[BEGIN GIVEN RECORDS]
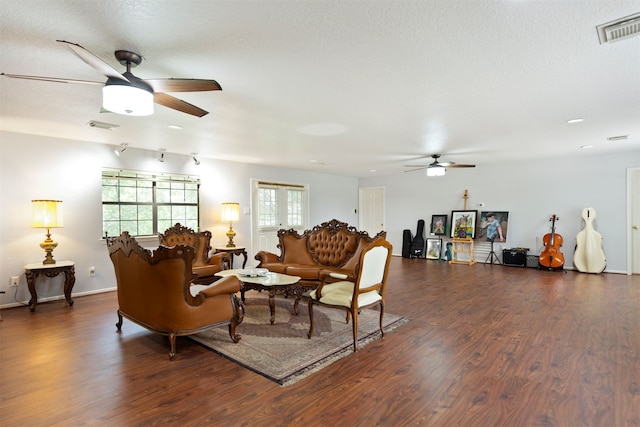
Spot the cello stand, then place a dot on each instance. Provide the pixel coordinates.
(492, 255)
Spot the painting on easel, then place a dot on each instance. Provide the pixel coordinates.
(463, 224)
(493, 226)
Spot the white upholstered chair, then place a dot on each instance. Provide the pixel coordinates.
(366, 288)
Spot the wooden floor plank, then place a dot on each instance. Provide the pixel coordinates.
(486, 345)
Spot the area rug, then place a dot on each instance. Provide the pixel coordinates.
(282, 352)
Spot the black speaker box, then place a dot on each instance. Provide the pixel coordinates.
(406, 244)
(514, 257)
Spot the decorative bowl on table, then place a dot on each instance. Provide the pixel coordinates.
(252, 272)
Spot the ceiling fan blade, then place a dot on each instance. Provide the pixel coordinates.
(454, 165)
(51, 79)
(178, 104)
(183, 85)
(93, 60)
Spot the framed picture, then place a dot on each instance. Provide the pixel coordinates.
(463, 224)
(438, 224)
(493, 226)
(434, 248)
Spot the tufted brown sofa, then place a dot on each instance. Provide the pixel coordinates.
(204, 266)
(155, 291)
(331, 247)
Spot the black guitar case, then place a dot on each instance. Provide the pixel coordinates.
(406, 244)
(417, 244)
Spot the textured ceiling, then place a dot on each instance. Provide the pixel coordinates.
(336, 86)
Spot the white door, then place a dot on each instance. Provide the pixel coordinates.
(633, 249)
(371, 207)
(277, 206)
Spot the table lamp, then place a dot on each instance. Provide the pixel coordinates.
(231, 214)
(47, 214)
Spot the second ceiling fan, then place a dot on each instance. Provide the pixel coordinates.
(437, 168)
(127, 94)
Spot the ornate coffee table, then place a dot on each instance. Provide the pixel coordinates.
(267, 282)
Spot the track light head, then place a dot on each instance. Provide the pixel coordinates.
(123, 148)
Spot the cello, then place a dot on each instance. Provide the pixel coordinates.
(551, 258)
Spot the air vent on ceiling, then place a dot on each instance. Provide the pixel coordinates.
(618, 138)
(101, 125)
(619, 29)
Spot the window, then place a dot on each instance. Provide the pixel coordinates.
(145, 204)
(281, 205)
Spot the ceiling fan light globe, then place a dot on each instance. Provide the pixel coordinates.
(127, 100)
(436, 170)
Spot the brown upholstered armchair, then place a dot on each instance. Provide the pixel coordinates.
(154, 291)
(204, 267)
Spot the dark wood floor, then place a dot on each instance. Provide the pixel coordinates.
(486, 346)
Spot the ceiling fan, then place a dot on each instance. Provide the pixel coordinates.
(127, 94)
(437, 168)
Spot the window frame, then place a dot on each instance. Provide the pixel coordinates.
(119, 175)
[END GIVEN RECORDS]
WHAT TO PRODUCE » Copy all of the records above word for word, omitting the pictures.

THE RESULT »
Spot the cello stand, then place a dot on each instance. Provide the pixel coordinates.
(492, 255)
Spot the painting on easel, then place a dot on each instance. Provide the pixel coordinates.
(463, 224)
(493, 226)
Spot the white upholstered chair, then place a dot on each instance. Provide the pixel coordinates.
(366, 288)
Spot the wooden floor plank, then place a dot on each instance. Provide the pixel coordinates.
(486, 345)
Spot the area rug, then place a dot on each instance. Provide the pixel coordinates.
(282, 352)
Spot the black speaker box, then place a dot on each instance. Provide the pixel coordinates.
(406, 244)
(514, 257)
Spot the decorative bowl on table, then place a dot on each instance. Provide the pixel coordinates.
(252, 272)
Spot the ceiling fan blade, then place a dot on each instance. Provide the pixel coordinates.
(454, 165)
(51, 79)
(178, 104)
(183, 85)
(93, 60)
Spot the framed picture, then place a dot on each instance. Provide the pixel coordinates.
(463, 224)
(438, 224)
(493, 226)
(434, 248)
Spot the tufted brown sofa, then place a dot on each instance. Provide the pixel coordinates.
(204, 266)
(155, 291)
(331, 247)
Spot the black guitar case, then place a dot on each instance. Provide the pixel coordinates.
(406, 244)
(417, 244)
Spot the textured ceiling, then place a dot on each instance. Provide the pixel coordinates.
(336, 86)
Spot the white door, then place a dot on each instance. Provide the pixel coordinates.
(633, 249)
(371, 207)
(277, 206)
Spot the table lamp, then place a dot on each instance. Provide the pixel coordinates.
(231, 214)
(47, 214)
Spot the second ceiling fan, then place a dot on each instance. Provide the pixel coordinates.
(437, 168)
(127, 94)
Spot the ornate coffee table, then place a dot on each instance. Provide the pixel coordinates.
(267, 282)
Spot the track light head, then place a dot on each instance. Provide the pixel coordinates.
(123, 148)
Spot the cello, then place a dot on each instance. Provide the pixel coordinates.
(551, 258)
Spot the air vent on ceiling, then place a dot on each instance. Provide the pixel coordinates.
(618, 138)
(101, 125)
(619, 29)
Spot the window, then place a dot on each instance. Provide the pixel coordinates.
(145, 204)
(281, 205)
Spot the ceiling fan light globe, then place a dot on each instance. Provide the pixel coordinates.
(127, 100)
(436, 170)
Spot the brown upholstered armchair, then place a dot on each instance. Provide the pixel coordinates.
(154, 291)
(204, 267)
Spot the dark wood floor, then place a dot on each instance. Provide the pixel coordinates.
(486, 346)
Spot the ceiling fan, then place a dot on each instance. Provide the pixel coordinates.
(127, 94)
(437, 168)
Spot the window frame, then place a dot on each instance. Provide the pixel coordinates.
(119, 175)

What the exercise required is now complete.